**ACCIONES REQUERIDAS**
A - Contesta estas preguntas con lo que afirma el fragmento sobre cultura y nación:
(i) ¿Cómo define el fragmento una cultura viva en los estados nación?
(ii) ¿Sin qué carece de sentido un gobierno basado en la voluntad popular expresada en elecciones?
(iii) ¿Qué se obtiene en lugar de una sociedad multicultural si no se reconstruye un único interés general?
B - Continúa el fragmento sobre cultura y nación a partir de su última oración.

**DOCUMENTO FUENTE**
*-*-*

Y es que en los estados nación sobre los que se fundan las democracias occidentales, una cultura viva es un sistema de comunicación e intercambios, una red de jerarquías y lealtades entre grupos con intereses relativamente distintos pero interdependientes, orientada a crear y cohesionar una sociedad nacional. Es decir, en las sociedades democráticas, es necesario disponer de un conjunto lo bastante homogéneo como para que sus miembros se sientan portadores de una voluntad común y sean leales a un interés general. En definitiva, que se sientan vinculados a una nación, sin la cual no tiene sentido un sistema de gobierno basado en la aceptación de la voluntad popular expresada en unas elecciones. Si no se reconstruye permanentemente y de manera eficaz un único interés general, se produce una lógica de división social insoluble, y en lugar de una sociedad multicultural, lo que se consigue es una ingobernable multisociedad con distintas culturas.

*-*-*

**MATERIAL EXTRAÍDO**

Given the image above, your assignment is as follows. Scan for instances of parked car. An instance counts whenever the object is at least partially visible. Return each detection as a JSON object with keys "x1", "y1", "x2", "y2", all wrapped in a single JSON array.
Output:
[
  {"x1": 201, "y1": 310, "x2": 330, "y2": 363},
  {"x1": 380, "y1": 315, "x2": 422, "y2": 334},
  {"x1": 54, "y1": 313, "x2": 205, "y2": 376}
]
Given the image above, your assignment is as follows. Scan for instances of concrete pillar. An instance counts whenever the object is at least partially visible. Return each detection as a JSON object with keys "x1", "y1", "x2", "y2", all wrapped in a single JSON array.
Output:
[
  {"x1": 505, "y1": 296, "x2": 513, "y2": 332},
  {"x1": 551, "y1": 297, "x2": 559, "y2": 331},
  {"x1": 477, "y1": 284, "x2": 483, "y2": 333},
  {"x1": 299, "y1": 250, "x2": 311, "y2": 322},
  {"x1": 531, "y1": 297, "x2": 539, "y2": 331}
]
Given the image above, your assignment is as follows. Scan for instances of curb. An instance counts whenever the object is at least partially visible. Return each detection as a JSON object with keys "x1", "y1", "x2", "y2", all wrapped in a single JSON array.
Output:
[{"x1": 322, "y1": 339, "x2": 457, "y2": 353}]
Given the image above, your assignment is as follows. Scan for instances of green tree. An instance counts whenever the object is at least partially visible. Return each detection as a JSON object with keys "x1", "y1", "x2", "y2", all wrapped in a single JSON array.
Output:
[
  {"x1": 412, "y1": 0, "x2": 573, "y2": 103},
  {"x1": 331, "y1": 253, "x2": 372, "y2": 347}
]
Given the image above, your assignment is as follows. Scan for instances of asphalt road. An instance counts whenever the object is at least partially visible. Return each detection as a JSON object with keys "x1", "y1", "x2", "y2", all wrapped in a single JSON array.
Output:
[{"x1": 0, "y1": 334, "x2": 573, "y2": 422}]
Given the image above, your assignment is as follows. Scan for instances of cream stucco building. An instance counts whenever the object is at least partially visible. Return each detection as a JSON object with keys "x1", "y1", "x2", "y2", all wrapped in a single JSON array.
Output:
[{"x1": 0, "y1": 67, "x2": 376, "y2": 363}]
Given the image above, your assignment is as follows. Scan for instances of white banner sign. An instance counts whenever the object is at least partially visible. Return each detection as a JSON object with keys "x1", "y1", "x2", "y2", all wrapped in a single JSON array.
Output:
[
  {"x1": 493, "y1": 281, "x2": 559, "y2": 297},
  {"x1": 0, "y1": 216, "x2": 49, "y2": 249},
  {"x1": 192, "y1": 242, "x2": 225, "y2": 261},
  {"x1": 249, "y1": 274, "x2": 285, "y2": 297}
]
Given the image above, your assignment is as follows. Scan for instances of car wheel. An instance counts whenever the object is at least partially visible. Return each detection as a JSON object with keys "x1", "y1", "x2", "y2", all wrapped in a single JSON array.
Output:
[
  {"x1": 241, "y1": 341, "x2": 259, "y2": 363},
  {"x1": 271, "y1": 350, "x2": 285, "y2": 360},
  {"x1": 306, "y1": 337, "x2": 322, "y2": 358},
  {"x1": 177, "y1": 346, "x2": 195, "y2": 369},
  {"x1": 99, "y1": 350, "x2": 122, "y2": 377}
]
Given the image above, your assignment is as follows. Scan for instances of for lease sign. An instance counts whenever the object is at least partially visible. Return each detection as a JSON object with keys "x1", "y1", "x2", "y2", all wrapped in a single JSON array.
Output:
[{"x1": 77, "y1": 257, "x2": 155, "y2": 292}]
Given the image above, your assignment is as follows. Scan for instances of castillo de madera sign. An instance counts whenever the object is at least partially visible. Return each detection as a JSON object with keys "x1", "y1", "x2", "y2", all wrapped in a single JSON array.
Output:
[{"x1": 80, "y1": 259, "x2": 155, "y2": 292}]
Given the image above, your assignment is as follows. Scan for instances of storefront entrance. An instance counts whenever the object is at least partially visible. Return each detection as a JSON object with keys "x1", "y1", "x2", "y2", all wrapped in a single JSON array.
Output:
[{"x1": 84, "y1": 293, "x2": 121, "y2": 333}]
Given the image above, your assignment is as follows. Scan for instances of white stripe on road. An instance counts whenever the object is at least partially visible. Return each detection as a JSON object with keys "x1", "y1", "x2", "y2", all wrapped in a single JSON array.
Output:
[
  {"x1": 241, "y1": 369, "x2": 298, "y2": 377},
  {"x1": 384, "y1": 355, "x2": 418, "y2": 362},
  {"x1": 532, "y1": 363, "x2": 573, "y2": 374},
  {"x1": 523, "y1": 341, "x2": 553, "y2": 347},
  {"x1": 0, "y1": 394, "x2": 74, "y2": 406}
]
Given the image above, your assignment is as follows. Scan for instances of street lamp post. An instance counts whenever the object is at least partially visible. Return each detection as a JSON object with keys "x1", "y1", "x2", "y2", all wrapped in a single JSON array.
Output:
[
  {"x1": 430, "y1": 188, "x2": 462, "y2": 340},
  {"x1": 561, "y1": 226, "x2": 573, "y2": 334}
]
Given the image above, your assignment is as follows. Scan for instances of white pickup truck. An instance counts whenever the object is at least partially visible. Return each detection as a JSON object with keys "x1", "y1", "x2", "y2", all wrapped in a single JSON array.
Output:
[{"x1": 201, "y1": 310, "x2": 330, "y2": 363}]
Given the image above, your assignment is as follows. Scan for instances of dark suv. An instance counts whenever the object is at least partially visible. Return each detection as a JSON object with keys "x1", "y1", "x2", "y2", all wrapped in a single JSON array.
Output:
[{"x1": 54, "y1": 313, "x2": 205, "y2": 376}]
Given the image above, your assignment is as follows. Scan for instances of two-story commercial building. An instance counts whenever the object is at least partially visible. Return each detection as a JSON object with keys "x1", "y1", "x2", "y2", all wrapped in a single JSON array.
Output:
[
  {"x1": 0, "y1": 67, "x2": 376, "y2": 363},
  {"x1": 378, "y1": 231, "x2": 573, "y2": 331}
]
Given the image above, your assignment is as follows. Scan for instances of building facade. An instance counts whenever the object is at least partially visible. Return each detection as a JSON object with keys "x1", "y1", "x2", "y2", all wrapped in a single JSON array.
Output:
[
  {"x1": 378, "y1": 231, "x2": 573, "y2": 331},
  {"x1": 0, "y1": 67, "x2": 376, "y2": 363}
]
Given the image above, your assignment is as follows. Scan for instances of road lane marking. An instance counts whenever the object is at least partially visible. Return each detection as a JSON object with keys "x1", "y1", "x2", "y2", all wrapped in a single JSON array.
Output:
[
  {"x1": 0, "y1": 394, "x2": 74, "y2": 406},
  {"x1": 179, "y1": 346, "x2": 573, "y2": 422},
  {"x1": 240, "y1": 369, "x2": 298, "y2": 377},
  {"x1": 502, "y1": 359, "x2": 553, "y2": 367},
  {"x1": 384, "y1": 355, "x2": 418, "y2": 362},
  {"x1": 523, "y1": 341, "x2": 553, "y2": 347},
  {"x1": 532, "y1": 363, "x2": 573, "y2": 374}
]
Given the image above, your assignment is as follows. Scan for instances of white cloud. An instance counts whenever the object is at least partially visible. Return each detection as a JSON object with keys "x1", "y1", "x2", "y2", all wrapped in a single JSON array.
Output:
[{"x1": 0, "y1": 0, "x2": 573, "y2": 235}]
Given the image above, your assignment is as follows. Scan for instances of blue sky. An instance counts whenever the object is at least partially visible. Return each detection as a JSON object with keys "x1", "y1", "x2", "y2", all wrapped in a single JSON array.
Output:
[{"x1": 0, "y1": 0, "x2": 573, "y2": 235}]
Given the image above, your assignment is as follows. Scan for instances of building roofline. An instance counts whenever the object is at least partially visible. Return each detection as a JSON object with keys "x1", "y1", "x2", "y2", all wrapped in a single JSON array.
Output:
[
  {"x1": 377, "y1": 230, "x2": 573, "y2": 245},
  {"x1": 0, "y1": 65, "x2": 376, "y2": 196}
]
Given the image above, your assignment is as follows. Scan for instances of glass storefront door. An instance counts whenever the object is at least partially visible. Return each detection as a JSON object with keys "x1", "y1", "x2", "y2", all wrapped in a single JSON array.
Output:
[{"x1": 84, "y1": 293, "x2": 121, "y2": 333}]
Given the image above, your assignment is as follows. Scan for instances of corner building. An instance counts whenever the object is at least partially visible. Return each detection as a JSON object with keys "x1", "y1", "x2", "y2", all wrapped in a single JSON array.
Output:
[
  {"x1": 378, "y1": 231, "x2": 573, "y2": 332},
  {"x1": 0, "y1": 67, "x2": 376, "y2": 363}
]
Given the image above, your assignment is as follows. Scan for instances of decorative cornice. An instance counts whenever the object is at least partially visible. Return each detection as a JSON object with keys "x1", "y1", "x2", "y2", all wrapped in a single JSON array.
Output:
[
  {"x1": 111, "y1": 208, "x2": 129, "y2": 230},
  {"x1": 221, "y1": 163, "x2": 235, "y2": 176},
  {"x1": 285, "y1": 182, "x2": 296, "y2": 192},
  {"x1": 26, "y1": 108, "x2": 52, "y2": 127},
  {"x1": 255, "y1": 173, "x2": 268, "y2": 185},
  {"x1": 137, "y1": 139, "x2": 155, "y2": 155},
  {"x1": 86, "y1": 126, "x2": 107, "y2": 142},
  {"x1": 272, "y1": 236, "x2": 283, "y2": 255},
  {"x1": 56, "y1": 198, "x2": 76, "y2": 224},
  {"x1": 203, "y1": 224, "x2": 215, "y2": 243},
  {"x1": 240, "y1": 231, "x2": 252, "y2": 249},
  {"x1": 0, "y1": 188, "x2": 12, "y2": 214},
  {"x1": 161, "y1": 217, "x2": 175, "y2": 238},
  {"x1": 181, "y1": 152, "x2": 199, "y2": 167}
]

*-*-*

**RESULTADOS POR TAREA**
A -
(i) Como un sistema de comunicación e intercambios, una red de jerarquías y lealtades entre grupos con intereses relativamente distintos pero interdependientes, orientada a crear y cohesionar una sociedad nacional.
(ii) Sin una nación a la que sus miembros se sientan vinculados.
(iii) Una ingobernable multisociedad con distintas culturas.

B -
Es cierto que se suele recurrir a Estados Unidos como expresión de posibilidad de un modelo de sociedad multiétnica. Pero en estos casos el milagro es posible porque la nación política es tan sólida que se impone a las diversidades de origen, convertidas en meros parques temáticos de cartón piedra. Cuando no es así, cuando la diversidad étnica pone en peligro la cohesión nacional política, como ha ocurrido en los últimos años con ciertos grupos de hispanos impermeables a la lealtad al modelo político, lingüístico y de proyecto social norteamericano, entonces también allí se han encendido todo tipo de alarmas.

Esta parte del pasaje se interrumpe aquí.